WHAT THE TASK ASKS:
Print each record below precisely, with every picture left out of the copy.

= = = = =

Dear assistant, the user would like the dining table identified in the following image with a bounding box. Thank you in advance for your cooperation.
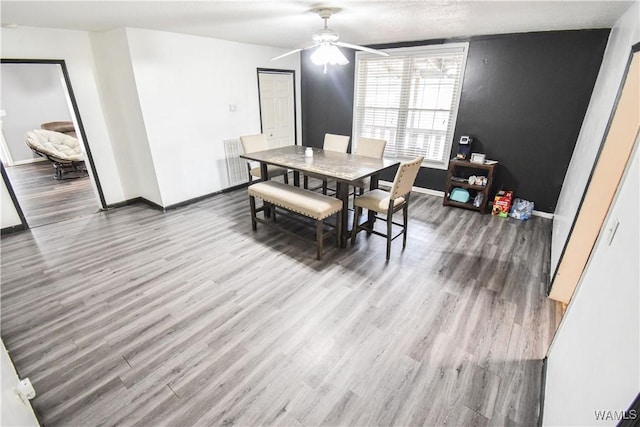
[240,145,400,247]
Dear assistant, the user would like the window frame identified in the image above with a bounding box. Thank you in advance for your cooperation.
[352,42,469,170]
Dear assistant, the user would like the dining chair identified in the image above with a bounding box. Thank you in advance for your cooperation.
[240,134,289,184]
[352,137,387,195]
[304,133,350,193]
[351,156,424,260]
[323,133,350,153]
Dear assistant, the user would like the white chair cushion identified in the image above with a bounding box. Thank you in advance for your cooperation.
[250,164,288,179]
[353,188,405,213]
[249,181,342,220]
[25,129,83,162]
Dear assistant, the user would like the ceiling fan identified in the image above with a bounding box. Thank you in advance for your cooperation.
[272,8,389,72]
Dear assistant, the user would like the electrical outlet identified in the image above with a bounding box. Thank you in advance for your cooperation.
[229,104,237,112]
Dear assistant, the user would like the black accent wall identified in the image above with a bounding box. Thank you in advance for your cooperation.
[301,49,357,150]
[301,30,609,213]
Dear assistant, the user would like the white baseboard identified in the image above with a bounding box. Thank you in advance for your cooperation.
[10,158,47,166]
[408,186,445,198]
[379,180,445,197]
[379,180,554,219]
[532,210,554,219]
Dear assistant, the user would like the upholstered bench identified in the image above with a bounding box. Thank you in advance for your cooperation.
[248,181,343,260]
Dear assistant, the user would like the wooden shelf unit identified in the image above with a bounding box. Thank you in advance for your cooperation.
[443,159,497,214]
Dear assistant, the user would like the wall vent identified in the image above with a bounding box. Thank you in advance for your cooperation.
[224,137,246,187]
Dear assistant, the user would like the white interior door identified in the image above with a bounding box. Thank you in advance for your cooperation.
[258,71,295,148]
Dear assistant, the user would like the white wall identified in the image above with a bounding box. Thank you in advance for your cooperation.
[1,63,72,164]
[1,26,126,205]
[551,1,640,275]
[543,137,639,426]
[1,340,39,426]
[90,29,162,205]
[125,27,302,206]
[1,175,22,229]
[1,25,301,212]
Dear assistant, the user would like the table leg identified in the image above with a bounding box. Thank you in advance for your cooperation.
[368,173,379,226]
[260,163,272,218]
[336,182,349,248]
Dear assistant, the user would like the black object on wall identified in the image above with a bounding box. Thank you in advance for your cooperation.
[300,30,609,213]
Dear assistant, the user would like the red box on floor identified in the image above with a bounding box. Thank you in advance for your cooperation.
[492,190,513,216]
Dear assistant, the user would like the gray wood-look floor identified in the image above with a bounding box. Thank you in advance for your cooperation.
[0,188,559,426]
[4,161,99,228]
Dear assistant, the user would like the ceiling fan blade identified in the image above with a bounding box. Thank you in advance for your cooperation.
[271,48,302,61]
[335,41,389,56]
[271,43,318,61]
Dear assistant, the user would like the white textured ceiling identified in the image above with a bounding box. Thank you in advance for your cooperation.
[1,1,633,49]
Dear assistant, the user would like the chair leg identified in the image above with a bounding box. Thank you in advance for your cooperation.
[246,165,253,184]
[272,205,277,222]
[249,195,257,231]
[316,220,324,260]
[351,206,362,245]
[54,163,63,180]
[335,210,342,248]
[322,180,328,195]
[283,173,289,185]
[403,203,409,248]
[264,201,272,219]
[386,209,393,260]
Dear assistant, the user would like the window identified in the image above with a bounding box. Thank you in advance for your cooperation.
[352,43,468,169]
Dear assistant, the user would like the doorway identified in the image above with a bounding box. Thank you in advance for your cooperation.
[1,59,105,229]
[257,69,296,147]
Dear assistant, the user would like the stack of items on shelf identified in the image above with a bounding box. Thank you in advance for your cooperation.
[444,157,497,214]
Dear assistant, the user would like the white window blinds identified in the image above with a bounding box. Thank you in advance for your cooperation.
[353,43,468,169]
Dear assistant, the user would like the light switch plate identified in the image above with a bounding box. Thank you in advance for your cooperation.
[607,218,620,246]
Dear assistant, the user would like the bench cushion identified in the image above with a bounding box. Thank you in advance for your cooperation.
[249,181,342,220]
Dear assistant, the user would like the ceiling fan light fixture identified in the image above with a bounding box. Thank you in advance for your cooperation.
[311,43,349,67]
[271,7,388,66]
[312,28,340,43]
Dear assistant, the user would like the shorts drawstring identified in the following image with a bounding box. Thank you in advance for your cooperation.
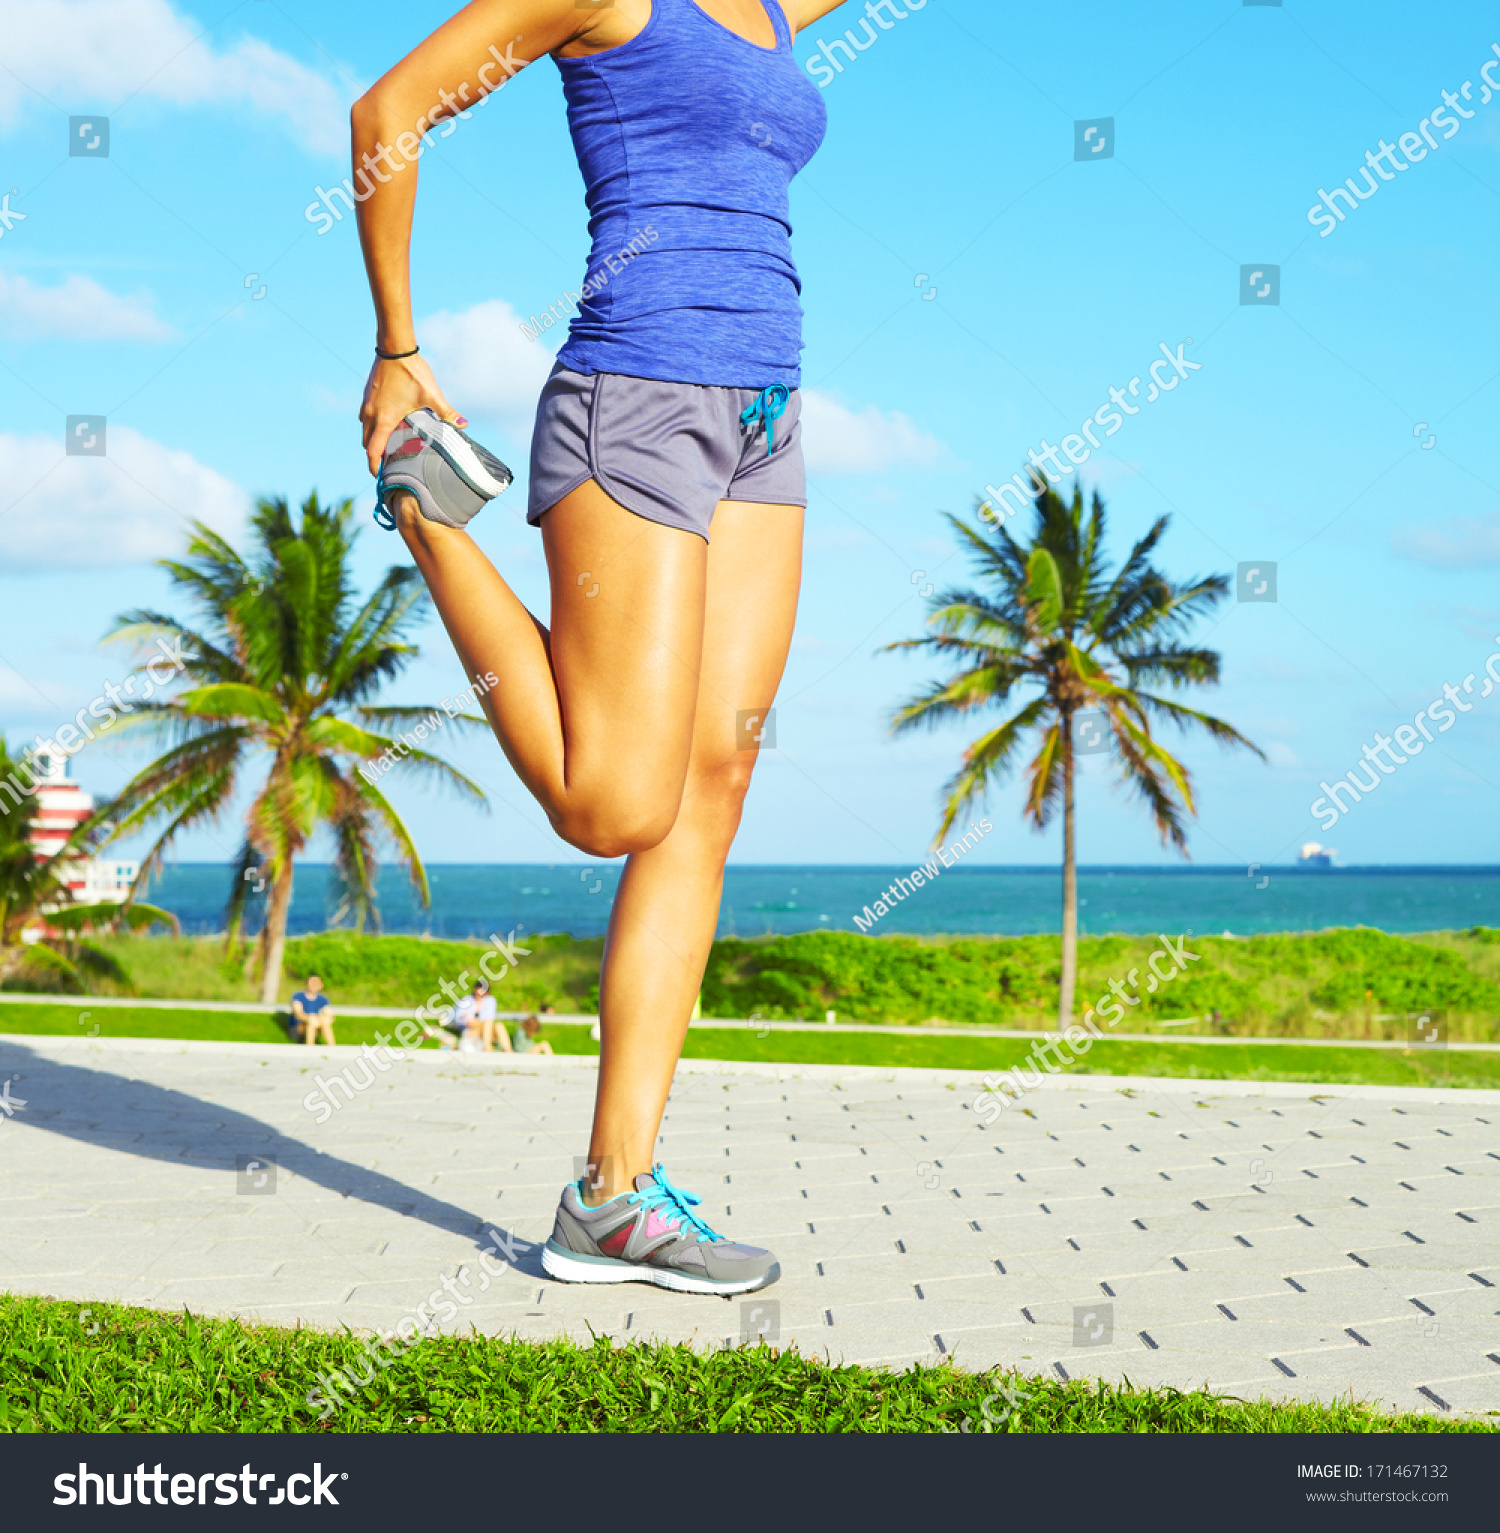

= = = = =

EXPECTED OUTPUT:
Dear assistant, the user would like the dining table identified in the following image with a bounding box. Thank you in advance for your cooperation.
[240,145,400,247]
Dear assistant, the user would like the window frame identified in the image above with a bounding box. Thank you in advance for your cooperation.
[352,42,469,170]
Dear assistant, the user would like the dining chair identified in the image above with a bounding box. Thank you in advance for your cooperation.
[240,134,289,184]
[352,137,387,195]
[304,133,350,193]
[351,156,424,260]
[323,133,350,153]
Dear assistant, the user would like the white chair cushion identified in the image above with a bounding box. Thank you in advance for your cooperation.
[250,164,288,179]
[353,188,405,213]
[249,181,342,220]
[25,129,83,162]
Dear assistant, the user would like the ceiling fan identified in the image above with a bounding box. Thank you in advance for your cooperation.
[272,8,389,72]
Dear assistant, the user would like the electrical outlet identified in the image above with a bounding box. Thank you in advance for your cooperation.
[229,104,237,112]
Dear assistant, the user would like the black accent wall identified in the image above with a bounding box. Thank you in advance for your cooperation.
[301,49,357,150]
[301,30,609,213]
Dear assistant, the user would like the white baseboard identified in the image above with a bounding box. Thank you in advance for your cooperation.
[10,158,47,166]
[408,186,445,198]
[379,180,445,197]
[379,180,554,219]
[532,210,554,219]
Dear assistant, the user would like the upholstered bench identified in the image above with a bounding box. Thank you in advance for your cooperation.
[248,181,343,260]
Dear assistant, the user would like the wooden shelf unit identified in the image above with a bounding box. Thank you in advance for your cooperation.
[443,159,497,214]
Dear assistant, the user would like the wall vent identified in the image above with a bounding box. Thank you in advance for your cooperation.
[224,137,246,187]
Dear assistant, the user would like the white interior door identified in the image above with a bounding box. Thank you in advance for your cooperation.
[258,71,295,148]
Dear assistant, the user would like the white wall identified in the image above with a bounding box. Thank you in advance for your cooperation.
[1,63,72,164]
[1,26,126,205]
[551,1,640,275]
[543,137,639,426]
[1,340,39,426]
[90,29,162,205]
[125,27,302,206]
[1,175,22,229]
[1,25,301,212]
Dear assistant, the user would like the table leg identified in the image above with a bounding box. Thank you in advance for your cooperation.
[368,173,379,226]
[260,163,272,218]
[336,182,349,248]
Dear assistant, the user would like the black object on wall identified in the image above with a bounding box. Thank you in advance for your cooperation.
[300,30,609,213]
Dear assistant, the user would like the red box on floor identified in the image above with a bounding box. Thank you in advance for your cooperation.
[492,190,513,216]
Dear assistant, the user would like the gray wood-look floor identified in the image above with a bounding box. Thank you in advance for your cooperation.
[0,188,559,426]
[4,161,99,228]
Dear assistant, the user would like the ceiling fan blade identified in the image above with a bounding box. Thank you in advance for your cooperation.
[271,48,302,61]
[335,41,389,56]
[271,43,318,61]
Dear assistant, the user would like the white textured ceiling identified in the image above with a bounding box. Thank you in advance for your cooperation.
[1,1,633,49]
Dear assistant, the user would like the chair leg identified in the image above with a bounding box. Thank you in advance for your cooperation.
[246,165,253,184]
[272,205,277,222]
[249,195,257,231]
[316,220,324,260]
[351,206,362,245]
[54,163,63,180]
[335,210,342,248]
[322,180,328,195]
[283,173,289,185]
[403,203,409,248]
[264,201,272,219]
[386,209,393,260]
Dear assistant, the user would like the window identified in the image above with a bounding box. Thank you in advance for your cooperation.
[352,43,468,169]
Dear assistant, the user would like the doorway identified in the image above with a bounding box. Thank you in advance for your cooperation.
[1,59,105,229]
[257,69,296,147]
Dear assistant, the user would like the stack of items on shelf identified in the image above with a bounding box. Thank you in advance for your cooperation.
[444,157,497,214]
Dear assistant, the user would like the white window blinds identified in the image above with a bounding box. Thank you in advance for your cooperation.
[353,43,468,169]
Dear assistant, the user would like the light switch plate identified in the image above with a bounding box. Thank you in advance for your cooperation.
[607,218,620,246]
Dear assistant, the user would like the bench cushion identified in the image above with a bounding box. Thank you in advance for your cooperation.
[249,181,342,220]
Dear assistant, the user would like the ceiling fan light fixture identified in the image above with a bounding box. Thank you in advance for your cooperation.
[311,43,349,67]
[271,7,388,66]
[312,28,340,43]
Dear assistant, the user would like the shorts drawstring identified in the following image with a bounding box. Thank you in advance for your cooperation.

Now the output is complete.